(TEXT BLOCK Opens)

The study comes as a number of states — including North Carolina — are reconsidering expanding their Medicaid programs.

Its authors used tax records to track children born between 1981 and 1984, but instead of evaluating the early effects of Medicaid coverage for children, the study observed the effects in early adulthood.

Amanda Kowalski, co-author of the report and a Yale University economics professor, said they found that for every dollar the government spent on providing Medicaid to children, it recovered 14 cents by the time those children reached age 28.

“This study shows that previous expansions in Medicaid eligibility to children have led to higher tax payments in the long term,” she said.

Kowalski said using future income-tax payments, the government can recoup up to 56 percent of its costs by the time the children reach retirement age.

Adam Linker, co-director of the left-leaning N.C. Justice Center’s health care project, said in an email that Medicaid has a positive impact on low-income families lives, which this report reinforces.

“In the 1990s Medicaid coverage expanded to more children and pregnant women in response to studies showing North Carolina had one of the nation’s highest infant mortality rates,” he said.

It is uncertain how or if this study will affect the conversation surrounding the Affordable Care Act.

“Many things have changed since the expansions that we studied,” Kowalski said. “It is hard to know if these findings will generalize to the expansion of Medicaid through the Affordable Care Act because expansions in Medicaid through the Affordable Care Act will affect adults as well as children.”

(TEXT BLOCK Closes)
(RECORDED INFORMATION Opens)

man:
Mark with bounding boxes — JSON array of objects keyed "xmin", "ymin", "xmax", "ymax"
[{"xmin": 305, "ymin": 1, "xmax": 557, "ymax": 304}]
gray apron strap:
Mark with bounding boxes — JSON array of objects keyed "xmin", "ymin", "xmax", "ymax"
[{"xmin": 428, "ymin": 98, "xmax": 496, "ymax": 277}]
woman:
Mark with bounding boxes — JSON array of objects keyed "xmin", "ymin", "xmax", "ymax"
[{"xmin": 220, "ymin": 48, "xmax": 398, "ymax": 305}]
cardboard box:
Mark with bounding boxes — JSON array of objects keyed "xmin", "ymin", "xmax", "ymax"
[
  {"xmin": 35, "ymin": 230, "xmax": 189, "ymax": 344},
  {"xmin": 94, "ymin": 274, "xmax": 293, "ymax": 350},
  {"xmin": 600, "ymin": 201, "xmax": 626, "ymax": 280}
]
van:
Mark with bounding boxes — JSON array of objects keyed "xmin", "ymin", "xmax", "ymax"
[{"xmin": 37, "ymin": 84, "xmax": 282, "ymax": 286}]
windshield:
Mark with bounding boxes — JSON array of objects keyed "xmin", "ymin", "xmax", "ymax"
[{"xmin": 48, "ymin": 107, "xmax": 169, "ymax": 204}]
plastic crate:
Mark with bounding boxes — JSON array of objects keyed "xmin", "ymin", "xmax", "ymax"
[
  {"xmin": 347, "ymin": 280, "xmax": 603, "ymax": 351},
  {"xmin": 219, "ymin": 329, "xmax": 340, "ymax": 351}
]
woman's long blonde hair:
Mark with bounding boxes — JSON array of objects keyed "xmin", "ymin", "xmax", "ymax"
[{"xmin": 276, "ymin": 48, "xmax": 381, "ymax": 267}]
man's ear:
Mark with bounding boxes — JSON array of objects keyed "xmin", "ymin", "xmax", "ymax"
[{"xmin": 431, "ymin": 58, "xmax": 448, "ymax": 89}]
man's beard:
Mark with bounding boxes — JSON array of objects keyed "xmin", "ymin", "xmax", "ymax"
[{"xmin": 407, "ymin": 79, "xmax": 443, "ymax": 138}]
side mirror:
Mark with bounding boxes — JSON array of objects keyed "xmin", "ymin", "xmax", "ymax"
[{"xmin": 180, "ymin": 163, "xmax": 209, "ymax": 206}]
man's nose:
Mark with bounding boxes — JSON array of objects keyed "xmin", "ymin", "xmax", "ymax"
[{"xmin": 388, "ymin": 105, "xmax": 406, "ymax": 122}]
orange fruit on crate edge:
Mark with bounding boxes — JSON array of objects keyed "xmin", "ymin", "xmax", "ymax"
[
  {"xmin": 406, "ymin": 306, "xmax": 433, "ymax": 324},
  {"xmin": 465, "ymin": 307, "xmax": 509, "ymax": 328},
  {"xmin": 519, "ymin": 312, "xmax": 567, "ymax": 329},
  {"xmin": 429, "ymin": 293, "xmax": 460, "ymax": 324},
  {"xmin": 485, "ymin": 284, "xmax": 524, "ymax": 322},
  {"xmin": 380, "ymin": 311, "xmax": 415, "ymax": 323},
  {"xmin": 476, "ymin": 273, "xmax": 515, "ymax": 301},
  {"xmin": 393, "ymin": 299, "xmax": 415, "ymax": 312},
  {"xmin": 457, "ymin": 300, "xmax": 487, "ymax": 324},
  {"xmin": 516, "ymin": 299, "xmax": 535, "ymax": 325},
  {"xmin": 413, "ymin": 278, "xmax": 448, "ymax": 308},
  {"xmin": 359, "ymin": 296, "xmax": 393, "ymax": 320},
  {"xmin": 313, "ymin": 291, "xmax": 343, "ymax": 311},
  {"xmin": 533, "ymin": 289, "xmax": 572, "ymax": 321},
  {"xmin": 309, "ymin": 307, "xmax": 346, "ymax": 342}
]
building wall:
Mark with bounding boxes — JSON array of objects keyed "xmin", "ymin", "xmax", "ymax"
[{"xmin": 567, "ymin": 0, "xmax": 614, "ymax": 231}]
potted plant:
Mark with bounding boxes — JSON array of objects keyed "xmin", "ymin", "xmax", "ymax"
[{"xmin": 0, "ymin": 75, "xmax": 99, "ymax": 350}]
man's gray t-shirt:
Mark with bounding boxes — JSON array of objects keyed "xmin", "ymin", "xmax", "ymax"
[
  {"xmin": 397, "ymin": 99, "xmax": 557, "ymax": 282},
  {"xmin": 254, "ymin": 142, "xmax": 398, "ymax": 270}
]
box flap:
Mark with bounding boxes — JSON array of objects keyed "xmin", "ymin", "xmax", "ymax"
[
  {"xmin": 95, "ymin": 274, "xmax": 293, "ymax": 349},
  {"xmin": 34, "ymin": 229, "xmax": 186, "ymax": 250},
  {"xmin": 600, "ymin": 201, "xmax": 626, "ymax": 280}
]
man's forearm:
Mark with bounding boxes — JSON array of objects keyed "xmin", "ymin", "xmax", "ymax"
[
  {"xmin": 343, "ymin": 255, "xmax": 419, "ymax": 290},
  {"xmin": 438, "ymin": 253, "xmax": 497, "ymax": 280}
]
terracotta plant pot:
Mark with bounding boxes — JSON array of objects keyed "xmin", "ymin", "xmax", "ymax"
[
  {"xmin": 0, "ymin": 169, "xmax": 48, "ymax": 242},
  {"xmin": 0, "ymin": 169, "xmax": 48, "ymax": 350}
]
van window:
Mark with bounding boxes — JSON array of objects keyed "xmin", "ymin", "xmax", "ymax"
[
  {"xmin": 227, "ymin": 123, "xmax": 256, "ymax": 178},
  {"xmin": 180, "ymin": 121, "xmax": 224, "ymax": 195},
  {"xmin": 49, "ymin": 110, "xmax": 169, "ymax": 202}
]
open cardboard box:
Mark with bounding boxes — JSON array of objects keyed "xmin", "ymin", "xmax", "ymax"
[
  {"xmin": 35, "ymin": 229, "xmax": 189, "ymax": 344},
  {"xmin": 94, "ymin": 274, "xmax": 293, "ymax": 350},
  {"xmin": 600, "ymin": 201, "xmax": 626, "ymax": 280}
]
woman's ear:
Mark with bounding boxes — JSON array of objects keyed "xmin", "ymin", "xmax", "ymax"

(RECORDED INFORMATION Closes)

TASKS TO PERFORM:
1: Return the Medicaid article's wording between "Its authors used" and "reach retirement age.", inclusive.
2: In two sentences, sum up the Medicaid article.
3: Write what comes next in the Medicaid article, picking up after its final sentence.
The items were taken from a different source than the Medicaid article.

ANSWERS:
1:
Its authors used tax records to track children born between 1981 and 1984, but instead of evaluating the early effects of Medicaid coverage for children, the study observed the effects in early adulthood.

Amanda Kowalski, co-author of the report and a Yale University economics professor, said they found that for every dollar the government spent on providing Medicaid to children, it recovered 14 cents by the time those children reached age 28.

“This study shows that previous expansions in Medicaid eligibility to children have led to higher tax payments in the long term,” she said.

Kowalski said using future income-tax payments, the government can recoup up to 56 percent of its costs by the time the children reach retirement age.

2: A study that used tax records to track children born between 1981 and 1984 found that for every dollar the government spent on Medicaid for children, it got back 14 cents by the time they turned 28, and could recoup up to 56 percent of its costs by retirement age. Co-author Amanda Kowalski said it is hard to know if the findings will carry over to the Affordable Care Act's Medicaid expansion, since that expansion will affect adults as well as children.

3:
The report also found that children who were in the Medicaid program were less reliant on Earned Income Tax Credit — a tax credit targeted to lower-income workers — as adults, attended college at higher rates and had a lower mortality rate.

Both genders, especially women, made more money by age 28 if they were covered by Medicaid.

Kowalski said women’s increased career earnings were likely a result of higher college participation rates.

Pam Silberman, professor at the UNC Gillings School of Global Public Health, said Medicaid’s family planning services are particularly responsible for this effect.

“That probably delayed unwanted births, so they may have had fewer births or they may have started having children later,” Silberman said.

She said preventive health care services given to children increased college attendance for both sexes.

“If you’re healthy, you miss less days in school. And if you miss less days in school, your educational outcomes are going to be better.”